**課題**
**a.** チック症の解説文で、運動チックで繰り返される動作として挙げられているものをすべて書き出してください。
**b.** チック症の解説文を、最後の文の後から書き進めてください。

トゥレット症候群について
本人の意志とは無関係に体が動いてしまうチック症は、子供に多くみられる障害です。
不随意の運動に加えて咳払いなども表れたら、トゥレット症候群かもしれません。
男の子に起きやすいと言われているチック症やトゥレット症候群について解説します。
原因・症状・治療法など
チック症やトゥレット症候群にかかると、嫌でも同じ動作を繰り返してしまいます。
周囲はおろか家族にも非難されがちですが、決してわざとやっているわけはありません。
また自閉症では?
と勘違いされることが多々ありますが、自閉症とは全く別の障害です。
自閉症との見分け方や、原因・症状・治療法など、チック症とトゥレット症候群の正しい知識をお教えしましょう。
子供に発症しやすい障害です
チック症とは、体の一部が本人の意思とは無関係に動いたり、声を発したりしてしまう障害のことです。
大人になってから発症することもありますが、ほとんどは子供の頃(3歳~9歳ころ)に発症します。
チック症は、どちらかというと女児よりも男児に多くみられます。
なぜ男児に多いのかは不明ですが、子供は10人に1人が体験するという報告もあることから、誰がいつ発症してもおかしくありません。
なお、多くは成長につれ自然に治りますが、まれに大人になっても症状が続く人がいます。
チック症は健康を損ねるような障害ではありません。しかし特徴的な症状が表れるため、周りから白い目でみられたり、症状が気になって勉強や仕事に集中できなかったりと、社会生活に大きく支障をきたしてしまいます。
チック症は3つに分類される
チック症は大きく3つに分類することができます。
1年以内に自然に治るものを一過性チック、1年以上継続するものを慢性チック、運動チックと音声チックの両方の症状が1年以上続くものをトゥレット症候群と呼んでいます。
運動チックとは
運動チックとは、体の一部を必要以上に何度も動かす症状のことを言います。
瞬き、首を傾げる、肩をすくめる、口を尖らせる、顔をしかめる、舌打ちなどの動作を繰り返します。

**抽出リスト**
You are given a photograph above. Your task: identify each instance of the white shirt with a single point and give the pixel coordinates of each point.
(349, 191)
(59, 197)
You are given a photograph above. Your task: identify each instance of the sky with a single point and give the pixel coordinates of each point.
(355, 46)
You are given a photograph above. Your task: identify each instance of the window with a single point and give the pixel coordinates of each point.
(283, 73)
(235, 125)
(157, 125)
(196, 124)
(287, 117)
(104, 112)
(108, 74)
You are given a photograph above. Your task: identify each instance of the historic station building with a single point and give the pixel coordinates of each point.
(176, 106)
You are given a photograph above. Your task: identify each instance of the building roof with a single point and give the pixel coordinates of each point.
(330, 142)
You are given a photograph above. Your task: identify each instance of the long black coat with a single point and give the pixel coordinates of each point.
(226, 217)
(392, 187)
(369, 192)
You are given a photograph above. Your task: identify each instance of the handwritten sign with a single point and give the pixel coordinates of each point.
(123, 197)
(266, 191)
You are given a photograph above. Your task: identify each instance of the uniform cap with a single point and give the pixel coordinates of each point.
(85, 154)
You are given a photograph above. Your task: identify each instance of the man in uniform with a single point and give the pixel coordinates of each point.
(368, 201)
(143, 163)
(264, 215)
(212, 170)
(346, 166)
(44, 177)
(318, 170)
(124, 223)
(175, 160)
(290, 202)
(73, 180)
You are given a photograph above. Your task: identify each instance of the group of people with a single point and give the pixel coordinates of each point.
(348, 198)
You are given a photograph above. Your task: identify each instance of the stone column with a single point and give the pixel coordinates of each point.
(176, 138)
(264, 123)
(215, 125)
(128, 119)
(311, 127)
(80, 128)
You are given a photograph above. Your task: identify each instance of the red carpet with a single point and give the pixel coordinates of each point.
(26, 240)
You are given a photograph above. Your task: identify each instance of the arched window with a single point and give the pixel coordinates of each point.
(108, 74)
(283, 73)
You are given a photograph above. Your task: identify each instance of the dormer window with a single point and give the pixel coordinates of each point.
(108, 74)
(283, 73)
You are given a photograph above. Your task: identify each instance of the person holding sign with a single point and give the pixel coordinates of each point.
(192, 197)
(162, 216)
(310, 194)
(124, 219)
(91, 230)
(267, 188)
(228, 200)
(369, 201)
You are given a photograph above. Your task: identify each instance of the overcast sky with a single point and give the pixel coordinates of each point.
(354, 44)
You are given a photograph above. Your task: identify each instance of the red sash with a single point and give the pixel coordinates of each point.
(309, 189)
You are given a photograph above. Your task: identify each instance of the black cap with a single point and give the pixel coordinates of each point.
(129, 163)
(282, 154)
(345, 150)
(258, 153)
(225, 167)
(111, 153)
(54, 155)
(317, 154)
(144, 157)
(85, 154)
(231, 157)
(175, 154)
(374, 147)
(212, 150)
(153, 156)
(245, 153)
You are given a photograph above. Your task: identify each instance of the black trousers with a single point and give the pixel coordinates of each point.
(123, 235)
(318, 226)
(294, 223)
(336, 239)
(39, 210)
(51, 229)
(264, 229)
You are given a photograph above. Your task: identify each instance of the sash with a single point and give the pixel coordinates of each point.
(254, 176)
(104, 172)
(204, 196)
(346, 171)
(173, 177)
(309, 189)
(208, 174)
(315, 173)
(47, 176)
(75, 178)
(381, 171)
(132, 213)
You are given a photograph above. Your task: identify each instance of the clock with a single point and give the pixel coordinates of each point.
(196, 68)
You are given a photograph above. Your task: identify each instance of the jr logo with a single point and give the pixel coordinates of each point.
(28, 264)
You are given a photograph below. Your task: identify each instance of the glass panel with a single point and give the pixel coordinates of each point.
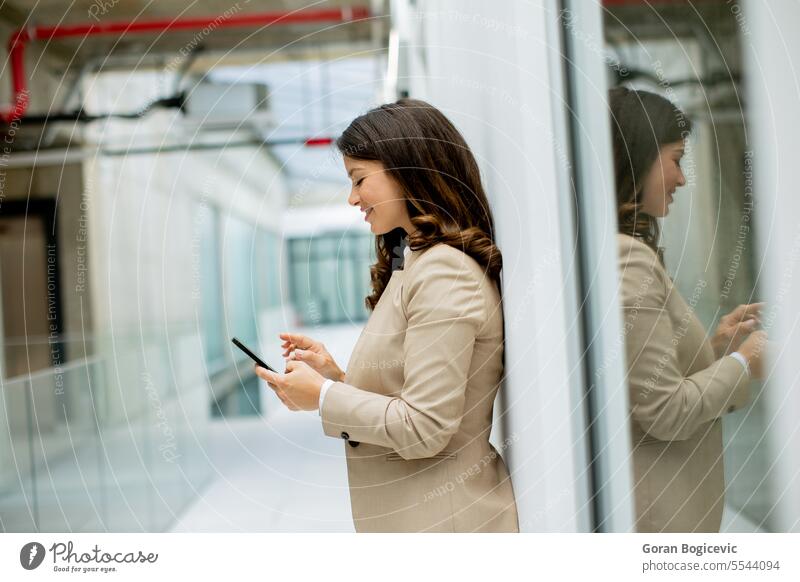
(692, 57)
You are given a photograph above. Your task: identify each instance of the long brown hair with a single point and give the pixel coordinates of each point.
(641, 123)
(439, 178)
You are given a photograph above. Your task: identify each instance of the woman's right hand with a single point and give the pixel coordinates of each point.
(753, 349)
(303, 348)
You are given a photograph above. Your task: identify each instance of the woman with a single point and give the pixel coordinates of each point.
(680, 382)
(415, 404)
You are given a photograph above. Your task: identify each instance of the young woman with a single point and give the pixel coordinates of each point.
(415, 404)
(680, 382)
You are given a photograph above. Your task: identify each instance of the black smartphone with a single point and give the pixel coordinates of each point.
(255, 358)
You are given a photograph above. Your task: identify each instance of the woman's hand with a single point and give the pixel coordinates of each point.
(298, 388)
(753, 349)
(734, 327)
(304, 349)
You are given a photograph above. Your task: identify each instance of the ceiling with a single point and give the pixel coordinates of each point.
(285, 40)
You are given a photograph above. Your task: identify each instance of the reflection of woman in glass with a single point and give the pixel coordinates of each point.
(680, 382)
(415, 405)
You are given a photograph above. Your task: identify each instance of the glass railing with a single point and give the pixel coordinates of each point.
(111, 442)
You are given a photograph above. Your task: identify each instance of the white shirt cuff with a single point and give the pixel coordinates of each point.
(741, 359)
(325, 385)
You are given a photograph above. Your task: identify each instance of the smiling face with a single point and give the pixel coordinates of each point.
(378, 195)
(664, 176)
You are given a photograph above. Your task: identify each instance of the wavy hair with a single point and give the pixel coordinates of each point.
(439, 177)
(641, 123)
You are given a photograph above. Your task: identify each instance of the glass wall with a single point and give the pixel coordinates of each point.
(693, 56)
(329, 277)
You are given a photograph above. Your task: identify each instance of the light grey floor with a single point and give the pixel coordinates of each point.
(277, 472)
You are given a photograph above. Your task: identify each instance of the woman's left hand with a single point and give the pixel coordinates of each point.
(298, 388)
(734, 327)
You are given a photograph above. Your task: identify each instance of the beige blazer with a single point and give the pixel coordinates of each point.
(678, 392)
(416, 404)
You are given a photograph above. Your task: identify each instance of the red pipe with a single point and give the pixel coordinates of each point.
(18, 40)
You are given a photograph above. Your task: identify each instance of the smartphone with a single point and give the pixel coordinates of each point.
(254, 357)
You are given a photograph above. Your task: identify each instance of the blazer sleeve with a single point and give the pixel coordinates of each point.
(445, 309)
(665, 403)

**各課題の解答**
**a.** 瞬き、首を傾げる、肩をすくめる、口を尖らせる、顔をしかめる、舌打ち

**b.**
中にはベッドの上を飛び跳ねる、物の匂いを嗅ぐなどの癖が出る子もいます。
音声チックとは
無意味な声を出したり、汚い言葉を発したりするのが音声チックです。
咳払い、うなり声、叫ぶ、鼻をすする、「ア、ア」と声を出したりする他、「馬鹿」など周囲の人が不快になるような汚い言葉をぶつぶつと呟くこともあります。
発症のきっかけは強いストレス
チック症の原因は、誤解されがちですが母親の過干渉や過保護のせいとは限りません。
明確なメカニズムは不明ですが、先天的な脳神経系の異常と考えられています。
また要素を持って産まれても、必ずしも全員が発症するわけではなく、強いストレスがきっかけとなります。
チック症は、専門医でなければ正しい診断ができません。疑わしい症状がみられたら、児童精神科や小児神経科へ行くことをおすすめします。
なおチック症と診断された場合、一般的には重症であれば薬物療法、軽症であれば行動療法で治療を行います。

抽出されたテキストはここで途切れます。